(Saved data entries)
***
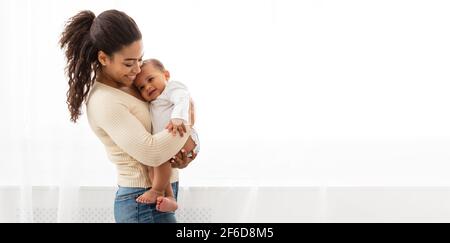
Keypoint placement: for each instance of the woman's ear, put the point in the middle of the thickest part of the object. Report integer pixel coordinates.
(103, 58)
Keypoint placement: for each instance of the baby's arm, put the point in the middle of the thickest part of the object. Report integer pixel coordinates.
(179, 96)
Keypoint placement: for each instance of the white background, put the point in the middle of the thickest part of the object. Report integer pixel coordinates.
(289, 93)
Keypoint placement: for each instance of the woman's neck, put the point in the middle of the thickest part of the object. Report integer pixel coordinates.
(105, 79)
(132, 90)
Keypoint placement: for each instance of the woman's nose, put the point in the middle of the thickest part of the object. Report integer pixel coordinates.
(137, 68)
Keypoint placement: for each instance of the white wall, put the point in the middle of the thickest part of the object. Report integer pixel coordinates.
(297, 93)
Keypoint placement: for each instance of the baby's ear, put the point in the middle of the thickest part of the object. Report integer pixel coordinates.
(167, 75)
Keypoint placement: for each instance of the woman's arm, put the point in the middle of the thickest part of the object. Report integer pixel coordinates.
(129, 134)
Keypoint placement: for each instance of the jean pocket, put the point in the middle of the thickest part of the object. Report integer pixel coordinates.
(127, 196)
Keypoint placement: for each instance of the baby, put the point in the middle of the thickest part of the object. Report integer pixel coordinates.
(169, 107)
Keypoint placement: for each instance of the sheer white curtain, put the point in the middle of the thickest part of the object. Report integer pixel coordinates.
(289, 93)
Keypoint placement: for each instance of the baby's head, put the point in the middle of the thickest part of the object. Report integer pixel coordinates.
(152, 79)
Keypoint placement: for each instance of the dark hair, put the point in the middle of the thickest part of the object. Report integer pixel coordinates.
(155, 62)
(83, 37)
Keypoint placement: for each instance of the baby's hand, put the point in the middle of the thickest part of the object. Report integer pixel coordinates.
(176, 125)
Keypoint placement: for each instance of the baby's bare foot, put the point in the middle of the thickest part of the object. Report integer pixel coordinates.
(148, 197)
(166, 204)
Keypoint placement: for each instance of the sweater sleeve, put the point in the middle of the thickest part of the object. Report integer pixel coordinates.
(131, 136)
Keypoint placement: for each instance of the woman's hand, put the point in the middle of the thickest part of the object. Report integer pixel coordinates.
(181, 160)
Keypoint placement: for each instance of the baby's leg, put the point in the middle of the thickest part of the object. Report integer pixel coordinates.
(167, 203)
(160, 177)
(149, 196)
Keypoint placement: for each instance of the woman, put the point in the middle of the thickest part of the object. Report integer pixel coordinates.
(104, 55)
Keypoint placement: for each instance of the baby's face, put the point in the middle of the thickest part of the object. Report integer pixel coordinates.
(151, 82)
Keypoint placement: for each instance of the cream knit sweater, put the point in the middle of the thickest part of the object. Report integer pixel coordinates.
(123, 124)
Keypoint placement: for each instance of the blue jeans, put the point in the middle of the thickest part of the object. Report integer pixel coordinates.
(127, 210)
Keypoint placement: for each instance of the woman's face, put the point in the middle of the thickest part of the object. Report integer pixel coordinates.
(125, 64)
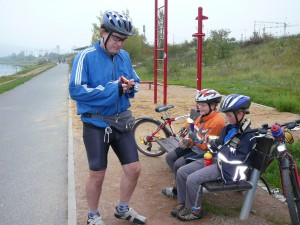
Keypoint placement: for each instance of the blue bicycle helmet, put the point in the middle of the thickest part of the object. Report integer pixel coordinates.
(115, 22)
(235, 102)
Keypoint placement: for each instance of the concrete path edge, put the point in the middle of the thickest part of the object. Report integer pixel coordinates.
(72, 216)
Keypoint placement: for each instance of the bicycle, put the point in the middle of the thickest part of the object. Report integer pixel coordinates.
(147, 130)
(288, 169)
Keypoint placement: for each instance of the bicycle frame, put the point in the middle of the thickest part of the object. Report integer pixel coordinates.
(167, 124)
***
| TASK DETAILS |
Write down every one of the items above word for word, leaving out the pictures.

| OUTPUT OF THE TASK |
Keypoint placement: for each instance of the woman's ear, put the point in the middle of the thickest part of the object. Report integer pixel coordinates.
(103, 58)
Keypoint placement: for each instance of the baby's arm, put the point in the middle of the thickest part of the object. Report integer pixel coordinates.
(179, 96)
Keypoint placement: for each instance of the white background, put the point in the middle of the thickest part of the object. Report integer pixel coordinates.
(289, 93)
Keypoint placement: for each instance of the woman's neck, put the point in the middle of the thickest part of the object. Report integer pixel coordinates.
(105, 79)
(132, 90)
Keypoint placement: for each instance of the woman's nose, put the point in the middle of the thickest part of the object. Report integer pixel coordinates.
(137, 68)
Keypoint placement: for each instance of the white wall, put the point in the middle of the thickest part of the object. Report integer pixel coordinates.
(297, 93)
Keypoint placement: for each instance of the baby's ear, put the point in the middle of the thickest part of the object. Report integer pixel coordinates.
(167, 75)
Keypoint placement: for each instance of the woman's arm, put the point in the middle of the thickest part of the object. Report integer pixel coordinates.
(129, 134)
Keypoint placement: for each instance of the jean pocket, put the point in the middle of the thickest part of the object. Report integer pixel coordinates.
(127, 196)
Keypoint placement: for each instance of the baby, put the point in the middle of the thickest part of the object. Report integer pixel coordinates.
(169, 107)
Keypoint placement: for each instance of the sheer white curtain, put the point in the middle of the thickest part of the object. Report integer pixel coordinates.
(289, 93)
Keypoint placement: for each instance of the baby's head, put the point in the middle of the thickest part of the object. Report integer pixel coordinates.
(152, 79)
Keypoint placement: for each instance of the dark hair, put the point in the middle of the thickest part of the object. Report integer pixel coordinates.
(155, 62)
(83, 37)
Keypoint placement: for each instance of the baby's hand, put the point in the middle of the thickest part of the object. Report integer pixel coordinates.
(176, 125)
Keypoint placement: for each instance of the baby's bare foot, put the point in the middle of the thickest part of the object. Report integer pixel coordinates.
(148, 197)
(166, 204)
Keypoint placement: for each instance of the sweater sleeve, put the point in the middle of the thickest part of the object. Report integer pixel coordinates.
(131, 136)
Keypoint placement: for each instance of the woman's hand, put the point in the middle of the thickest part of the object. Report integer pixel coordinates.
(181, 160)
Keypoint placement: for each instance of the baby's leg, put the point in the middle of the thickest part of the object. Report integer pixel coordinates.
(167, 203)
(160, 177)
(149, 196)
Keypoint placement: for each instance of the woman, put the point in the middle of the thickest part of the object. Report integer pixel coordinates.
(104, 55)
Keypoint placement: for each instance of the baby's face, put the point in the middle of the thickest part of the object. Report integer pixel coordinates.
(151, 82)
Keypoint placement: for each instance of the cream knit sweater, put the point in the middle of the thickest part of the object. Report integer pixel coordinates.
(123, 124)
Keypoint placement: for each instance of the blue jeans, put the point in the middle of the thickest part of the object. Report integer pixel coordinates.
(127, 210)
Keypoint placement: for each instance of the woman's face, put the point in the middle of the thickest part of the object. Report integer pixel coordinates.
(125, 64)
Keypoint placement: for each instance of the blue bicycle helmet, put the point in the middle of the thickest part of the object. Report integer pixel coordinates.
(115, 22)
(235, 102)
Keypoint placement: for each instance of the concrete path edge, put the point in the middle of the thickest part of the object. Report integer pixel coordinates.
(72, 216)
Keypoint placement: for each instance of the bicycle, put the point in the middle of the thickest part of the object. Report integer pixel coordinates.
(147, 130)
(288, 169)
Keypoint placement: for each instance of the bicycle frame, put the point in the middle of the thickest part of the object. Report integer pixel coordinates.
(167, 124)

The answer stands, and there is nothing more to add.